*** Opening of SELECTED EXTRACT ***
With the dust beginning to settle on what was a disastrous tenure for ex-manager David Moyes, the recruitment drive for the next boss seems to be as cloudy as ever.
I have to say that there is something quite romantic about Manchester United over recent days. The idea of the Class of 92 digging their club out of trouble and taking the reigns. It almost resembles a classroom that has overthrown an inadequate supply teacher and now the students are in charge. From experience, the class is always then given a much stricter ruler.
Since Tuesday’s sacking, all we’ve seen and heard from potential candidates is certain distancing tactics, coupled with an insistence of happiness at each of their respective clubs. Of course, this can be put down to professionalism. You wouldn’t want to do a Harry Redknapp and declare yourself a shoe-in when actually you’re destined for a relegation battle would you?
It may well be that the general pessimism of this campaign has engulfed me, but I can’t help but feel that there is perhaps more to it than not wanting to upset your current chairman.
I fully back the belief that the United job is a much more attractive prospect this May than it was last. But it also symbolises a real risk. It doesn’t surprise me at all that the board are apparently continuing to work on deals without a manager in place. It will look a much more attractive prospect to top bosses around Europe if the new recruits have already agreed to join.
Old Trafford can quite easily tarnish a manager’s career. Plus, it can do it in no time at all. So that’s why we need to select the first man to raise his head over the parapet.
If anyone on the club’s shortlist suggests that United is the club they want to manage next, then the board must act immediately and decisively to get their man. Why? Because the club needs a brave and confident man at the helm. The names that have been mentioned thus far are largely promising, and should have been the ones they were looking at last summer. All of them have pros and cons, but all of them, crucially, are winners.
We can’t have another Cesc Fabregas. The club cannot relentlessly chase a target, regardless of how good he is, when they clearly aren’t going to get him and then have to settle for a Fellaini. So if Jurgen Klopp says he doesn’t want to come, as much as I’d love to see him at Old Trafford, we need to move on and look elsewhere.
Today we’ve seen Carlo Ancelotti distance himself from the job also. I would have been surprised had he done anything else considering the competitions Real Madrid remain in. If Ancelotti is to be the next manager, the board will have to be patient and see if he keeps his job this summer. That’s too much of a risk in my mind.
Then we come to Louis van Gaal. It would be a good fit in my opinion. He’s a disciplinarian, something which the dressing room badly needs right now. We can’t have someone coming into the job saying ‘I’m so happy to be here’. It needs to be, ‘I deserve to be here’. He carries a reputation, a proven track record and a confidence befitting of a Manchester United manager.
But he’s not a long term option.
Fundamentally, that’s not a particular problem for me. I feel the club needs someone to come in and grab the players by the scruff of the neck and van Gaal is capable of doing that. Even if he is only there for three or four years, it allows him time to bring the club back to the level it once was, which then would lead to some of the most talented managers in the world dreaming of the call to be United boss rather than dreading it.
*** Close of SELECTED EXTRACT ***
*** Opening of STORED DATA ***
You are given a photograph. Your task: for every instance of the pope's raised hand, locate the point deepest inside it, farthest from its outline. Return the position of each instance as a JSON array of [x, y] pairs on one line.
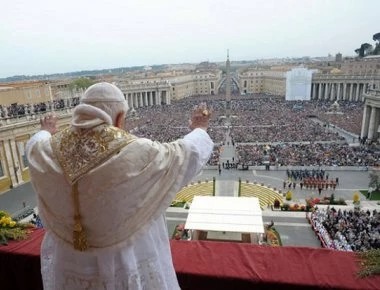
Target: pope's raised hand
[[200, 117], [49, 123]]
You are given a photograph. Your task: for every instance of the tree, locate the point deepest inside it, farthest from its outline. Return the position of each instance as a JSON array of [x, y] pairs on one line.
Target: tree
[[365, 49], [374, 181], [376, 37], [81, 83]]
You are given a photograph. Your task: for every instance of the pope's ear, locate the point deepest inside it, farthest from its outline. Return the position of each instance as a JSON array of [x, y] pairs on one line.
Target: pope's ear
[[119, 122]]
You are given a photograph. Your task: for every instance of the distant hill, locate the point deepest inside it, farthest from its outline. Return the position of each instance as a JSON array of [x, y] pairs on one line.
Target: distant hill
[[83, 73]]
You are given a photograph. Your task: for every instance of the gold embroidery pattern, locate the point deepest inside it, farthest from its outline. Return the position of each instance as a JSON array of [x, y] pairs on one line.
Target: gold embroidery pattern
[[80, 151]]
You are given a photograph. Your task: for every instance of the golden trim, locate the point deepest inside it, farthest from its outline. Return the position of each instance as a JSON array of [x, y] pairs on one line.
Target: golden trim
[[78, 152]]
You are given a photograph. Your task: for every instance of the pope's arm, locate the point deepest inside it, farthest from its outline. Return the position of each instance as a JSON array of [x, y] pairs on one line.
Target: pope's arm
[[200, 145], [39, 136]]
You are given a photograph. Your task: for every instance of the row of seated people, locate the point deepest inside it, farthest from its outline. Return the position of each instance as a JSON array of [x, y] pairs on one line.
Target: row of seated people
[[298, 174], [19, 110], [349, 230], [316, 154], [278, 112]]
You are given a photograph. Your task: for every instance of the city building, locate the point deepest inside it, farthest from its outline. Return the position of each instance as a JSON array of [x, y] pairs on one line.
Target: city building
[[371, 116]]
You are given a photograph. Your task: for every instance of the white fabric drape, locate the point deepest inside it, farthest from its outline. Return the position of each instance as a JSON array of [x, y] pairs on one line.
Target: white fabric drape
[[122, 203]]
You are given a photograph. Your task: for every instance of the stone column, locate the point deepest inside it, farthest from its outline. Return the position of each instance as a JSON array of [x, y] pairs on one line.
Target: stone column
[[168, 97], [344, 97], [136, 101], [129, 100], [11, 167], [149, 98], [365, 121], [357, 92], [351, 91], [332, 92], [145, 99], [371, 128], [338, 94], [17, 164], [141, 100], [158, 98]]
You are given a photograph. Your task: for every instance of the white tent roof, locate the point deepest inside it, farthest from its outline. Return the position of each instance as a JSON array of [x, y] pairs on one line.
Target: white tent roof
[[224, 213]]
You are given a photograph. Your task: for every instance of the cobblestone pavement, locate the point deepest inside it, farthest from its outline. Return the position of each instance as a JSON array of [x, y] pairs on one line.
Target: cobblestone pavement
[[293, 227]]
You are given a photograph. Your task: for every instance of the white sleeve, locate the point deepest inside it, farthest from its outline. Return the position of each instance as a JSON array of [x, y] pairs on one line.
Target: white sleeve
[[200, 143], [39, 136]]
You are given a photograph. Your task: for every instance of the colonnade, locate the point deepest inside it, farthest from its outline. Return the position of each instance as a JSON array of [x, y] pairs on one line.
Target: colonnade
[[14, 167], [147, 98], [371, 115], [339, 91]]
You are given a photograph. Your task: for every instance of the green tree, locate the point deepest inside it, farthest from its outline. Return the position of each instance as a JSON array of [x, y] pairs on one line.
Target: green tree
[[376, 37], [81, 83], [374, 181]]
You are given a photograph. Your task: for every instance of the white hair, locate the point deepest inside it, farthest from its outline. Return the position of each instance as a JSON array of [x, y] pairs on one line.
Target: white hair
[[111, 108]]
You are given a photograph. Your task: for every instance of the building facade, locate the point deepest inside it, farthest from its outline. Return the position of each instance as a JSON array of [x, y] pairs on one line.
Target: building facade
*** Close of STORED DATA ***
*** Opening of STORED DATA ***
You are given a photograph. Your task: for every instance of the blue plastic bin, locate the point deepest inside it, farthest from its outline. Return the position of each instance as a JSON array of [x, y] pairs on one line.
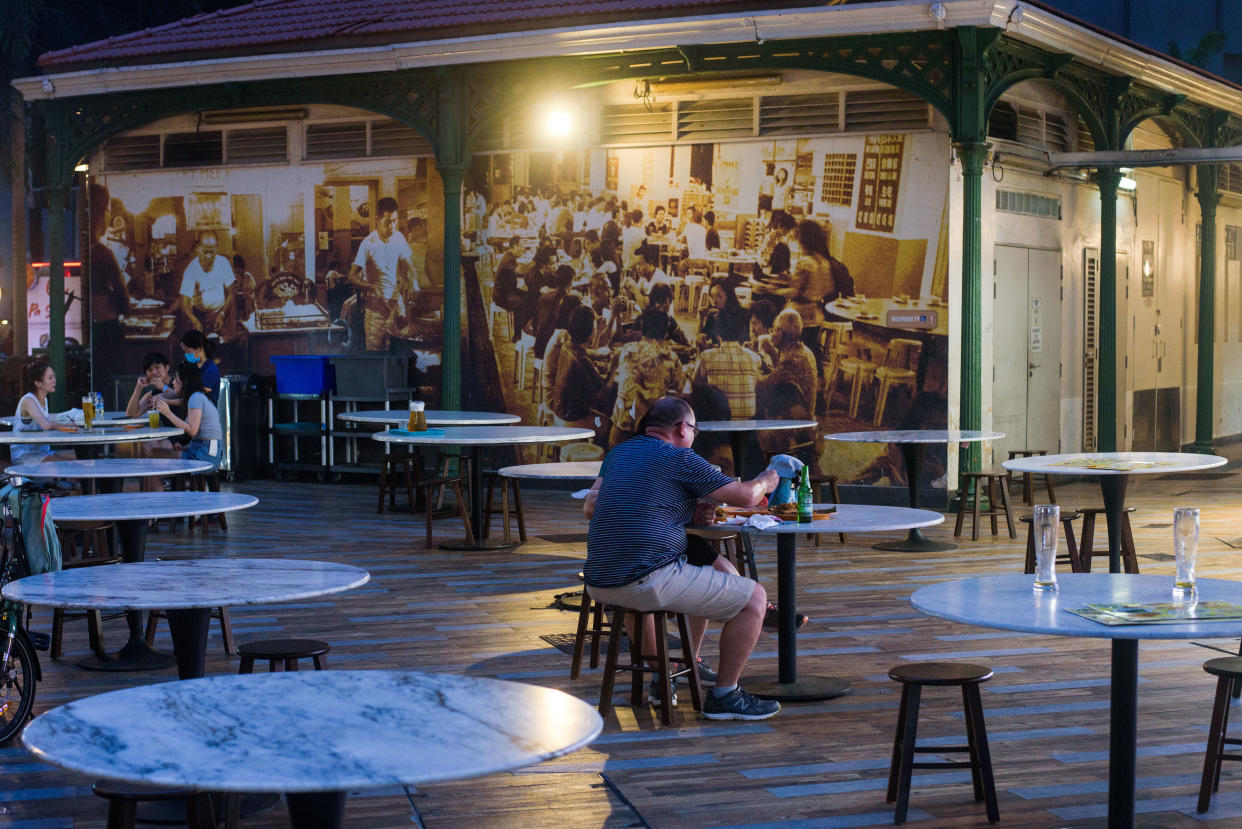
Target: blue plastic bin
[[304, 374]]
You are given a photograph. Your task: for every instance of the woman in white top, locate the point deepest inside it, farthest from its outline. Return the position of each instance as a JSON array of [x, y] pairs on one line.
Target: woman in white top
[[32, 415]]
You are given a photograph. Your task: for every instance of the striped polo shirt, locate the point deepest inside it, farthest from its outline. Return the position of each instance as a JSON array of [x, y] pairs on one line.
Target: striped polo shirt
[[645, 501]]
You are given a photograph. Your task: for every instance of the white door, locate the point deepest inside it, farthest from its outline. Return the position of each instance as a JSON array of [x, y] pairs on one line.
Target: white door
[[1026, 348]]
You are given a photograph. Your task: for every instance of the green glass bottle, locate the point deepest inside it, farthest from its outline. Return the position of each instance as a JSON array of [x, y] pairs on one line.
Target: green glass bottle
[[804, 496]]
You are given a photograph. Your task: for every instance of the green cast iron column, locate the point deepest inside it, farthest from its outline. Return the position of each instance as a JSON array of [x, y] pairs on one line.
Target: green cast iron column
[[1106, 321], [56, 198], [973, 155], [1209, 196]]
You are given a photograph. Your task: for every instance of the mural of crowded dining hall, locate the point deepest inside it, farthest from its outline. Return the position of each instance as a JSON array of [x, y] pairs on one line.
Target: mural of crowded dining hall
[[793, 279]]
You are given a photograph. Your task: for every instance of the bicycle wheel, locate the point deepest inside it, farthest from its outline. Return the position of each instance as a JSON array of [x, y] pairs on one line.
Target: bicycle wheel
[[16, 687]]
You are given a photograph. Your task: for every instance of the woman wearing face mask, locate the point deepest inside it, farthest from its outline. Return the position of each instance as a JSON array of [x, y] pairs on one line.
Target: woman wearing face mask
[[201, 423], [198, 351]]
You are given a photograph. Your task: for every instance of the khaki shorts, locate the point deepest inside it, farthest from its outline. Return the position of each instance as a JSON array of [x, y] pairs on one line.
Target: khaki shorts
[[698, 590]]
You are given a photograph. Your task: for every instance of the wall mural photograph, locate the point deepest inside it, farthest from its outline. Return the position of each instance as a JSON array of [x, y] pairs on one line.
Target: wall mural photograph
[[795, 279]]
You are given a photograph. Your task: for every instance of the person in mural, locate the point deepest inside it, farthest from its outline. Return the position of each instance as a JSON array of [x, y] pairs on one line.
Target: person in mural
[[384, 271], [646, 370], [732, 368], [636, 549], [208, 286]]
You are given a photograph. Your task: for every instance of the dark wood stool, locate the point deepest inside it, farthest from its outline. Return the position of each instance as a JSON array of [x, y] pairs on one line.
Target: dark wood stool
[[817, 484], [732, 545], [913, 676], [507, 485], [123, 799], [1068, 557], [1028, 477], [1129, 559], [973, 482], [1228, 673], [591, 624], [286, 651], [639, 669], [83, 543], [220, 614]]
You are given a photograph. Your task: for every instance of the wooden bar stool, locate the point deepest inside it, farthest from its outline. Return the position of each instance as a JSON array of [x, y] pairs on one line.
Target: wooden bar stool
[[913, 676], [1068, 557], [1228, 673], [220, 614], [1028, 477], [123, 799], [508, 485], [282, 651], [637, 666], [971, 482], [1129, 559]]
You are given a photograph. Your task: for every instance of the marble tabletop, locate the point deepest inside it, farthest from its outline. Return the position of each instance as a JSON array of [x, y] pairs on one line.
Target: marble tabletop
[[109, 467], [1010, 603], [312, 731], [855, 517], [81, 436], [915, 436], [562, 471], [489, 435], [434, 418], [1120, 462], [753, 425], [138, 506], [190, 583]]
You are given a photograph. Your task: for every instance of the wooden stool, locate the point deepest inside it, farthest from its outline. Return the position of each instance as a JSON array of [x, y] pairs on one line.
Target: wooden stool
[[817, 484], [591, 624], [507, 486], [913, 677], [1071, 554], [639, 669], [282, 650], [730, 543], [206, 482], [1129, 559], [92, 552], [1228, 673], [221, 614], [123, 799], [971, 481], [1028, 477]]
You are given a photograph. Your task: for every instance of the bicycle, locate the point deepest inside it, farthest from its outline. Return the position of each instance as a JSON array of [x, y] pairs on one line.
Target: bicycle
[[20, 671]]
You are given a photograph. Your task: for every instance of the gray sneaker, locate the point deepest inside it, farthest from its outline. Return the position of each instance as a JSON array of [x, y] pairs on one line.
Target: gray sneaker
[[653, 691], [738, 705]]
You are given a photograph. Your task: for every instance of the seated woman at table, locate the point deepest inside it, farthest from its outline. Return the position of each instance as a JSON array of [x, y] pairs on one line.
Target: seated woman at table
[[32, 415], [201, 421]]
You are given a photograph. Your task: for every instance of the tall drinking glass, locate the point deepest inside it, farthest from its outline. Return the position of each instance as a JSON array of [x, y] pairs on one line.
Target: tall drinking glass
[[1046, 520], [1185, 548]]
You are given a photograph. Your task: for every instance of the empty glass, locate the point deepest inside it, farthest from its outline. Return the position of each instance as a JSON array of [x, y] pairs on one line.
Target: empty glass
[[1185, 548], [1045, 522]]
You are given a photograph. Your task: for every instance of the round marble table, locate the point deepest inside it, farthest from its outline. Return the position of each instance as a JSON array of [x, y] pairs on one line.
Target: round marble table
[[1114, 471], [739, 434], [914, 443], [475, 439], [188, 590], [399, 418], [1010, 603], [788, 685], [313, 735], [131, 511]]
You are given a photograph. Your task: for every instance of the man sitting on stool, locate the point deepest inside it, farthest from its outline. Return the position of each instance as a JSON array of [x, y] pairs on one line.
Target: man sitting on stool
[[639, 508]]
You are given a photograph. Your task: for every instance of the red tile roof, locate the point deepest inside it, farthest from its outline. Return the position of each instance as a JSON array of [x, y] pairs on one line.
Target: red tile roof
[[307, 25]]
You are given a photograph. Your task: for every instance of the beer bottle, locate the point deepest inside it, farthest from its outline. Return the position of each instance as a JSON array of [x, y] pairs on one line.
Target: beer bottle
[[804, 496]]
*** Close of STORED DATA ***
*** Opening of STORED DATA ***
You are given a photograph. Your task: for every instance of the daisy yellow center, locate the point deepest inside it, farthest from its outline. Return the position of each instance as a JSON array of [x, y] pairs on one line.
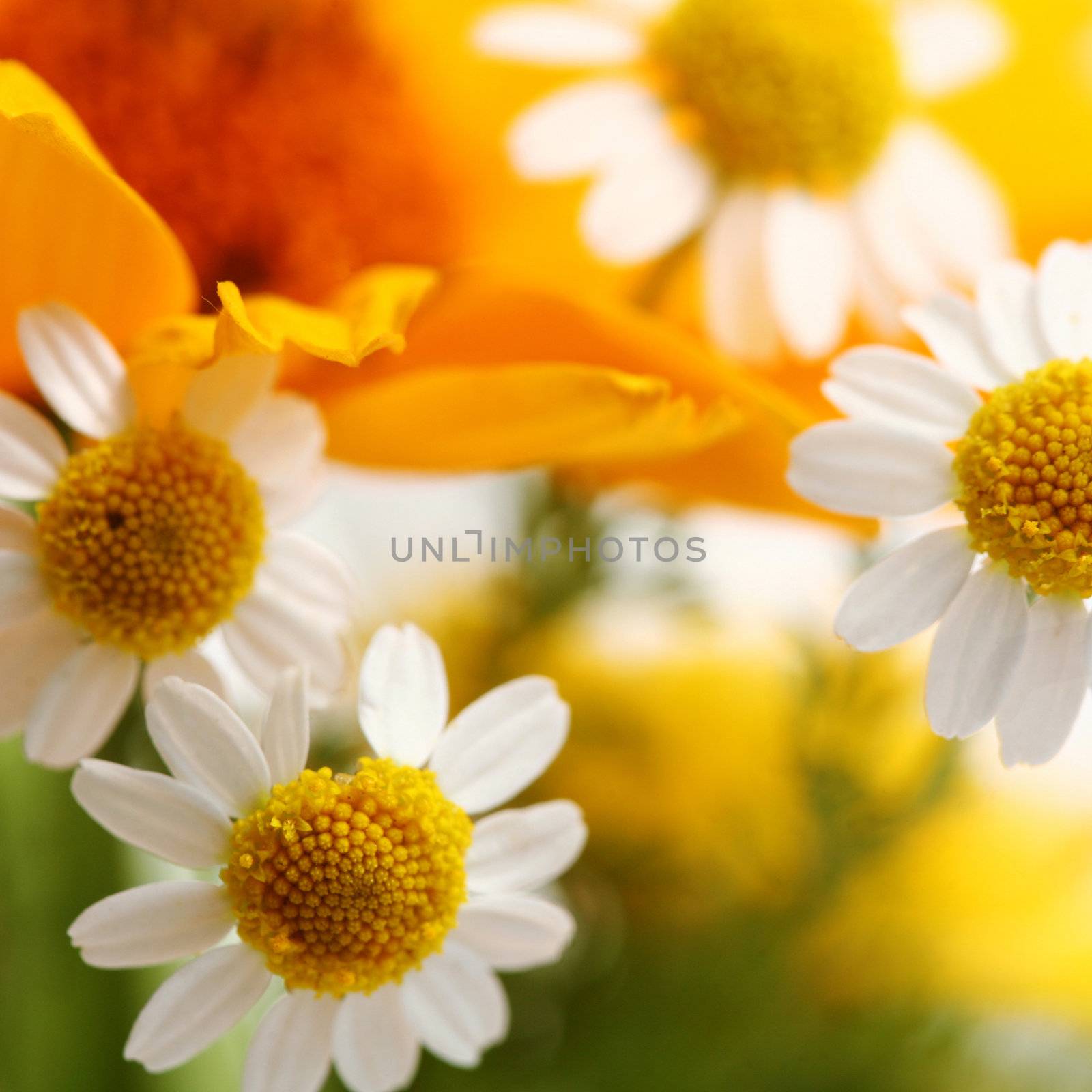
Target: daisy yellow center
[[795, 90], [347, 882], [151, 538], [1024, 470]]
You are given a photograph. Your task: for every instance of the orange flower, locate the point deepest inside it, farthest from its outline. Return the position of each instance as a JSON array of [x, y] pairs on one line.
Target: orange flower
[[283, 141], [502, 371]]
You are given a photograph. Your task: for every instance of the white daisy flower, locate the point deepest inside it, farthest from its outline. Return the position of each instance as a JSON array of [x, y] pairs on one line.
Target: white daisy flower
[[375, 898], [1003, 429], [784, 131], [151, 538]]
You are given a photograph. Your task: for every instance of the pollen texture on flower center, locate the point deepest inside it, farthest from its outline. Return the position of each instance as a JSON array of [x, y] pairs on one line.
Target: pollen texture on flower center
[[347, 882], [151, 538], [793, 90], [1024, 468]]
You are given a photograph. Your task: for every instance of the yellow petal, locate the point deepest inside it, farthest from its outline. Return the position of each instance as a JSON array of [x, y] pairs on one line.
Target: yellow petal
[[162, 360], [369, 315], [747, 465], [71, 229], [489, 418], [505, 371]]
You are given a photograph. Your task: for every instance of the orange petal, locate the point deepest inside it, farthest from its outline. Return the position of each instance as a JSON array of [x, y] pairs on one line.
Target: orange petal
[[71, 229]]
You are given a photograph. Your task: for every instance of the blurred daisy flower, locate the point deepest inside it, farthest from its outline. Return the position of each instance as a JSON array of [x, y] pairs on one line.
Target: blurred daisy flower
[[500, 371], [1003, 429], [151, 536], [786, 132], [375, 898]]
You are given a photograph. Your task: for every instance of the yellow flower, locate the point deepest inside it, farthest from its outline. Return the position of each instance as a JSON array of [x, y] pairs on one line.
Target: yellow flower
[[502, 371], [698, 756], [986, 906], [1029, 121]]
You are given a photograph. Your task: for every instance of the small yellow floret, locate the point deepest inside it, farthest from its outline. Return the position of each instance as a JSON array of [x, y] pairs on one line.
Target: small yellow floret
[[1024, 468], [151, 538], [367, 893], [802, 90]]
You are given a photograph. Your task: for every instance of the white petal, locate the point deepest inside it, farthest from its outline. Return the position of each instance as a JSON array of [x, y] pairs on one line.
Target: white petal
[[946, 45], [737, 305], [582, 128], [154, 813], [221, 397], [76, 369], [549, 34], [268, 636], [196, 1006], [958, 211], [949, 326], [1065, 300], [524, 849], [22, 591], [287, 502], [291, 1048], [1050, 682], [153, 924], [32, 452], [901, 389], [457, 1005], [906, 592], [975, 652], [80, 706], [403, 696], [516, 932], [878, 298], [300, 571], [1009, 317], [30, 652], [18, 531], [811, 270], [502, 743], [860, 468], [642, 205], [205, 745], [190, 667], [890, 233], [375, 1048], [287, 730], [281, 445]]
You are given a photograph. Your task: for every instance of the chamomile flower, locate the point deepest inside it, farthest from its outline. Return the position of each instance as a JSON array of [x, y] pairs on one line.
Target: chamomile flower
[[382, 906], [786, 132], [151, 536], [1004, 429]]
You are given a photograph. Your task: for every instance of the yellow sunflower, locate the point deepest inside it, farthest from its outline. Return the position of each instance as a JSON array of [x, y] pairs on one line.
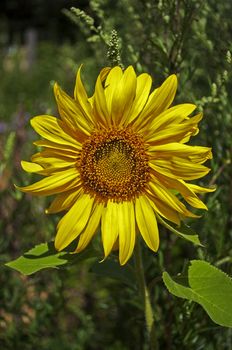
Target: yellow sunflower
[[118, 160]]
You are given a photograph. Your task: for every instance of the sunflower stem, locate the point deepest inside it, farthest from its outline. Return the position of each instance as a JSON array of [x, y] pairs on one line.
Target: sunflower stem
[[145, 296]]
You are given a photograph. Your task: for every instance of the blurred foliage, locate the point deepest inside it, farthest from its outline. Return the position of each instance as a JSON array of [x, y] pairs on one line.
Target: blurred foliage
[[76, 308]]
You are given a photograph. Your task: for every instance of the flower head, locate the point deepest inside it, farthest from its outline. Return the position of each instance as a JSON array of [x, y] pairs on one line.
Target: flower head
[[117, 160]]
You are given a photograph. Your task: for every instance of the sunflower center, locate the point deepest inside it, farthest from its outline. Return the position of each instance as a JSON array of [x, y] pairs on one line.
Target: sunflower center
*** Close of STORED DATA ***
WORK ORDER
In the piece on Manchester United's search for a new manager, what does the writer say the dressing room badly needs right now?

RESPONSE BELOW
A disciplinarian.